-- Directions --
Reproduce the following material exactly, including every line.
-------- Material supplied --------
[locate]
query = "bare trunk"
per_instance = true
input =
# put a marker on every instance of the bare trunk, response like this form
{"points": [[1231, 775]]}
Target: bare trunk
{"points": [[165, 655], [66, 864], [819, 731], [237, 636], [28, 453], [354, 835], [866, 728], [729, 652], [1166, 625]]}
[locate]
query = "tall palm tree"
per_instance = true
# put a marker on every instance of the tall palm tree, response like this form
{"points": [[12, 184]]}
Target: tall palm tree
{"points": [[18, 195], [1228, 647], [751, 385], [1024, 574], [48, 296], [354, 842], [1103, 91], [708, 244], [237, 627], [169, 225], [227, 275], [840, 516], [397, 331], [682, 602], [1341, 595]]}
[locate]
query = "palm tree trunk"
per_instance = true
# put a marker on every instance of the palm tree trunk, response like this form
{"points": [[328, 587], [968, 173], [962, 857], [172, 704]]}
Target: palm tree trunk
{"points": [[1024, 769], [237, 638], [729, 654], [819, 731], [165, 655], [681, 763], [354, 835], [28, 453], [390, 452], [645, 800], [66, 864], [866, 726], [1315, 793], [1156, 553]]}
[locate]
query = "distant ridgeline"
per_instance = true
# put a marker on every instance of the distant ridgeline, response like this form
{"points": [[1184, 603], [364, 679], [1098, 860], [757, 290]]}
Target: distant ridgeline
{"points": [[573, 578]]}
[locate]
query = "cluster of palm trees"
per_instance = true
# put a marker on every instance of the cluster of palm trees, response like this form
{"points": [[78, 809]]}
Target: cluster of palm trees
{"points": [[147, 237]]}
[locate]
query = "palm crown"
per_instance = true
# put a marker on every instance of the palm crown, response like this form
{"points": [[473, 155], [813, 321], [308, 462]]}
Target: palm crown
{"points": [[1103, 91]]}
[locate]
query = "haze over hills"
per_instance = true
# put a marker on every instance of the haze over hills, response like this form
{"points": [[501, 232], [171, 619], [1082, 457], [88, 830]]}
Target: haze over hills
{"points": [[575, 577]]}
--------
-- Worked answer --
[locate]
query = "bare trunk"
per_instance = true
input =
# put a marker on every instance of the bare trunk, response like this form
{"points": [[1231, 775]]}
Target: bare trunk
{"points": [[165, 655], [66, 864], [819, 731], [237, 636], [28, 453], [354, 835], [866, 728], [729, 652], [1166, 625]]}
[locate]
query = "tall palm tree"
per_instance = true
# put a marker on every instance of the tall palm tree, response like this form
{"points": [[12, 184]]}
Target: tall palm tree
{"points": [[18, 195], [1228, 647], [751, 385], [1024, 574], [48, 296], [354, 842], [1103, 91], [708, 244], [237, 627], [169, 225], [227, 275], [840, 516], [397, 331], [682, 602], [1341, 595]]}
[locate]
query = "palm tree trunk"
per_instance = true
# put a marker on every instance of the palm tree trunk, response like this form
{"points": [[328, 587], [968, 173], [962, 857], [172, 704]]}
Target: palm tree trunk
{"points": [[1024, 769], [237, 638], [729, 654], [819, 731], [165, 655], [681, 763], [354, 835], [28, 453], [390, 452], [645, 800], [66, 864], [866, 726], [1315, 793], [1156, 553]]}
[locate]
query = "distant ridgeline"
per_instance = true
# put a marker on every instance of the distant ridgeline, response like this form
{"points": [[1184, 603], [364, 679], [1098, 860], [757, 290]]}
Target: distant ridgeline
{"points": [[573, 578]]}
[locate]
query = "cluster of palm trees"
per_instance = true
# put a marker on every instance of the cluster of palm trees, response like this form
{"points": [[78, 809]]}
Target: cluster of palm trees
{"points": [[147, 237]]}
[locate]
query = "palm crown"
per_instance = true
# put a marker on every instance of the palm crown, response like this form
{"points": [[473, 155], [813, 321], [308, 462]]}
Target: palm crown
{"points": [[1103, 91]]}
[locate]
query = "haze over hills"
per_instance = true
# put a marker on every instance of the haze over hills, response like this form
{"points": [[501, 232], [171, 619], [1082, 457], [88, 830]]}
Target: haze over hills
{"points": [[575, 577]]}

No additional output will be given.